**Provided text**
============
Considering a high cost of high-sea detection and a high detection cost of a plurality of types of detectors, it is increasingly important to develop a detection structure that can simultaneously be used for on-water and underwater detection. For example, the Chinese patent CN107490367A provides an underwater carrier device and an ocean detection device, which relates to the technical field of ocean detection equipment. The underwater carrier device includes a floating body, a counterweight body, a rope, and a carrier unit. One end of the rope is fixed onto the floating body, and the other end of the rope is fixed onto the counterweight body. The carrier unit is connected to the rope. The carrier unit includes a support body, an upper floating body, and at least two first sliding bodies. Driven by waves, the carrier unit can move up and down along the rope. The underwater carrier device provided by the above invention alleviates technical problems of complex deployment and retrieval processes of an observation device, a high risk, and high labor and device costs in a method in which a prior-art detection device is used to observe different depth layers of the ocean.

However, the above-mentioned ocean detection device still has following drawbacks: Only upward and downward carrying of the detection device can be controlled, an orientation of the detection device cannot be changed, a detection angle is small, detection efficiency is low, and the detection is greatly affected by a water body.

Therefore, in order to solve the above problems, it is necessary to design a reasonable and efficient water surface and underwater detection device.

SUMMARY

An objective of the present disclosure is to provide a water surface and underwater detection device, which can perform water surface detection and underwater detection by using an optical plate that moves up and down and an axially rotating detection portion. A detection plate rotates to change an angle of a detection head, achieving a wide detection range and high efficiency. During the detection, the optical plate is used to guide a water flow, and a positioning groove can also be used to assist in guiding the water flow, thereby reducing interference from a water body during the detection and achieving more accurate detection.

To achieve the above objective, the present disclosure is implemented by using following technical solutions:

A water surface and underwater detection device includes a fixed column, an optical plate disposed above the fixed column, and a detection portion disposed below the fixed column, where the fixed column is provided with an upper detection rod connected to the optical plate and a lower detection rod connected to the detection portion, the upper detection rod is connected to the optical plate through a telescopic rod, such that the optical plate is located at a horizontal plane, and a detection head is disposed on a side of the detection portion close to the optical plate.

As a preferred solution of the present disclosure, the optical plate is an electrically controlled liquid crystal glass plate, such that

• • the electrically controlled liquid crystal glass plate is transparently disposed during on-water detection; or
  • the electrically controlled liquid crystal glass plate is non-transparently disposed during underwater detection.

As a preferred solution of the present disclosure, a positioning groove is disposed on the side of the detection portion close to the optical plate, and at least a part of the lower detection rod is located inside the positioning groove.
============
**Set tasks**
1. Do these statements agree with the passage on the detection device? Answer yes or no for each, and quote the deciding words.
(a) In the device of patent CN107490367A, waves drive the carrier unit up and down along the rope.
(b) The earlier ocean detection device allows the orientation of the detection device to be changed.
(c) The optical plate is non-transparent during on-water detection.
2. Extend the passage on the detection device with the next few paragraphs, starting after its final sentence.
None of the lines below this sentence relate to the passage on the detection device.
============
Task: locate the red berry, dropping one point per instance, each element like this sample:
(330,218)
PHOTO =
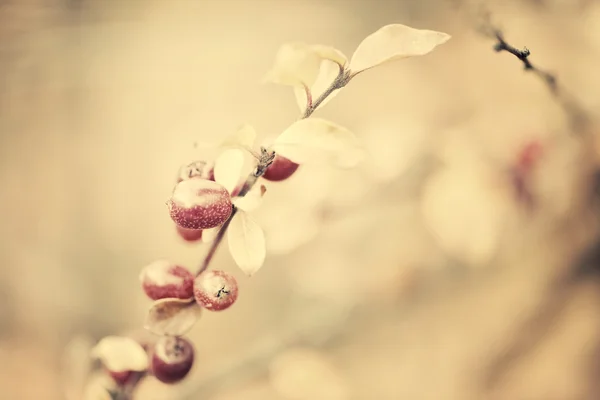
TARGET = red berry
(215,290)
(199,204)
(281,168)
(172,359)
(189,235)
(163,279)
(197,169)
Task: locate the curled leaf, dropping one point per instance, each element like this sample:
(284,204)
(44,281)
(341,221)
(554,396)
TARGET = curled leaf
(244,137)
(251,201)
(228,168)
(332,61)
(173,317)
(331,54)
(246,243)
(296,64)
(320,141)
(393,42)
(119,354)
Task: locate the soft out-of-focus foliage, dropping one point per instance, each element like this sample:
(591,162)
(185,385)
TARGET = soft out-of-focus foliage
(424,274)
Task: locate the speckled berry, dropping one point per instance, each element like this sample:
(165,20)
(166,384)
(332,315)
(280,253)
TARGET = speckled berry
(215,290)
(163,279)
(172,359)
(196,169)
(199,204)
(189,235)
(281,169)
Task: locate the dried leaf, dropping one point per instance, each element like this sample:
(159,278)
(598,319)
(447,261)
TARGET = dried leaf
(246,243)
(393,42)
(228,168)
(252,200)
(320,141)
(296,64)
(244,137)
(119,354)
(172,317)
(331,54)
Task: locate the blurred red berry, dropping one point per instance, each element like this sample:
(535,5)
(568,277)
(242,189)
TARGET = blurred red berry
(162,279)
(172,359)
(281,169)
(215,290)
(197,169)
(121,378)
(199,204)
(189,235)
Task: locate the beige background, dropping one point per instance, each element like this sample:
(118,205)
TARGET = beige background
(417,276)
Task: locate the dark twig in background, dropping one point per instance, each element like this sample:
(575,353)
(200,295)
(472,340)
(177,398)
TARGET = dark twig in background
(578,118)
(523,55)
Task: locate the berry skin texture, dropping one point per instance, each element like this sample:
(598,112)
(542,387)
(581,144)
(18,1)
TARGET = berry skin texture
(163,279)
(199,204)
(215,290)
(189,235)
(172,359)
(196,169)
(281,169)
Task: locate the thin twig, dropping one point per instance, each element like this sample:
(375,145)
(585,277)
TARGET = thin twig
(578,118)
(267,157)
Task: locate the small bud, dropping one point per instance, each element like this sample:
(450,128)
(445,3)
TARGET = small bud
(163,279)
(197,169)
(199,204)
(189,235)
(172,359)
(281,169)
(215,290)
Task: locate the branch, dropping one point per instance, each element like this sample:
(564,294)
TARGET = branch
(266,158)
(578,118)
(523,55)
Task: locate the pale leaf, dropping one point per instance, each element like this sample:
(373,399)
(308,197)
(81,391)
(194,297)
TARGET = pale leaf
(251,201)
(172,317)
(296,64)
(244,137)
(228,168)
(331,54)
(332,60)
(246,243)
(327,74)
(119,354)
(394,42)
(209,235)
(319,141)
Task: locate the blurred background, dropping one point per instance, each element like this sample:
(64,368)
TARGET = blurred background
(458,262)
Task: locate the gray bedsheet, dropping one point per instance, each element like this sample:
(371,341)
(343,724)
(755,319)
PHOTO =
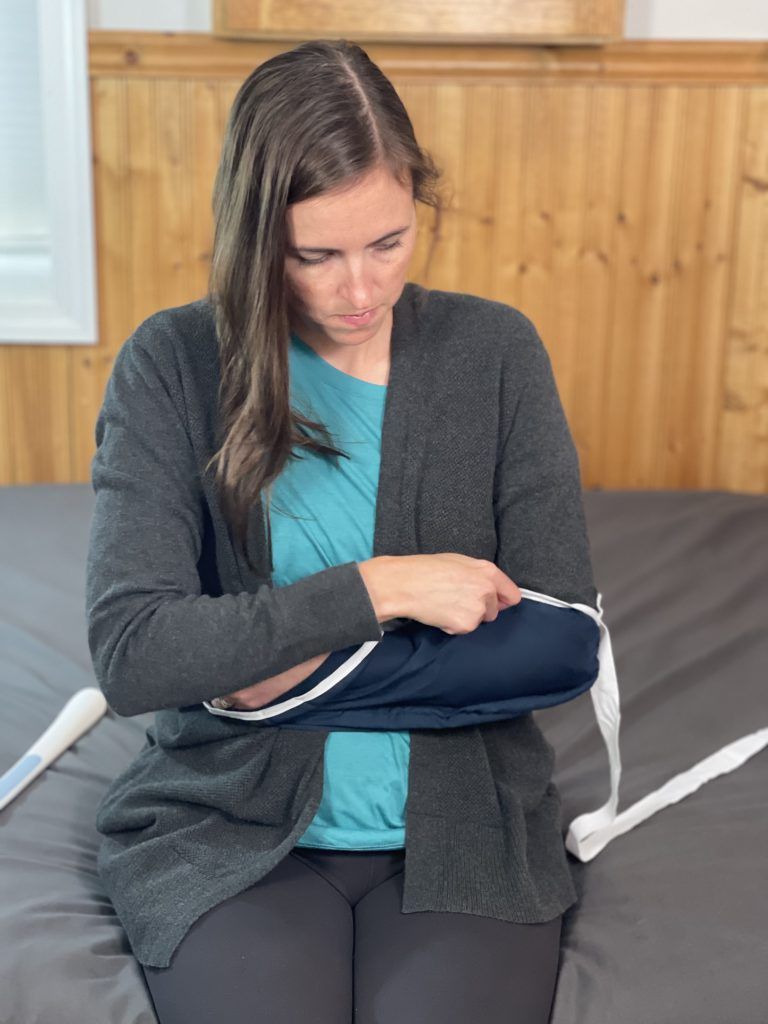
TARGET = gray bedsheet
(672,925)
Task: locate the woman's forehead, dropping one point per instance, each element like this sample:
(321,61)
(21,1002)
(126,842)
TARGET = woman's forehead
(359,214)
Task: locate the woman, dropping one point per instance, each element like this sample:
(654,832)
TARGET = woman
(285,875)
============
**Solved tasks**
1.
(a) Yes: "Driven by waves, the carrier unit can move up and down along the rope."
(b) No: "an orientation of the detection device cannot be changed"
(c) No: "the electrically controlled liquid crystal glass plate is transparently disposed during on-water detection"

2.
As a preferred solution of the present disclosure, the positioning groove is a circular arc-shaped groove, such that the positioning groove is coaxially disposed with the fixed column, the lower detection rod is connected to an inner sidewall of the positioning groove, and the detection portion rotates around the fixed column to adjust an orientation of the detection head on the detection portion.

As a preferred solution of the present disclosure, the lower detection rod rotates around the fixed column, and the inner sidewall of the positioning groove is provided with a positioning protrusion connected to the lower detection rod.

As a preferred solution of the present disclosure, the lower detection rod includes a first rod and a second rod, and there are at least two positioning protrusions.

As a preferred solution of the present disclosure, a clamping protrusion is disposed on a side of the optical plate close to the telescopic rod.

As a preferred solution of the present disclosure, the detection portion is provided with a processor electrically connected to the detection head and a signal transmitter electrically connected to the processor.

As a preferred solution of the present disclosure, a sonar receiver is provided on a side of the detection portion away from the optical plate.

The water surface and underwater detection device in the present disclosure has following beneficial effects:

Water surface detection and underwater detection can be performed by using the optical plate that moves up and down and the axially rotating detection portion. A detection plate rotates to change an angle of the detection head, achieving a wide detection range and high efficiency. During the detection, the optical plate is used to guide a water flow, and the positioning groove can also be used to assist in guiding the water flow, thereby reducing interference from a water body during the detection and achieving more accurate detection.

BRIEF DESCRIPTION OF THE DRAWINGS

To describe the technical solutions in the embodiments of the present disclosure more clearly, the accompanying drawings required for describing the embodiments are briefly described below. Apparently, the accompanying drawings in the following description show merely some embodiments of the present disclosure, and those of ordinary skill in the art may still derive other accompanying drawings from these accompanying drawings without creative efforts.

FIG. 1 is an overall schematic structural diagram of a water surface and underwater detection device according to an embodiment of the present disclosure; and

FIG. 2 is an overall schematic structural diagram of a water surface and underwater detection device according to another embodiment of the present disclosure.

DETAILED DESCRIPTION OF THE EMBODIMENTS

The following describes the technical solutions in the embodiments of the present disclosure clearly and completely with reference to the accompanying drawings in the embodiments of the present disclosure.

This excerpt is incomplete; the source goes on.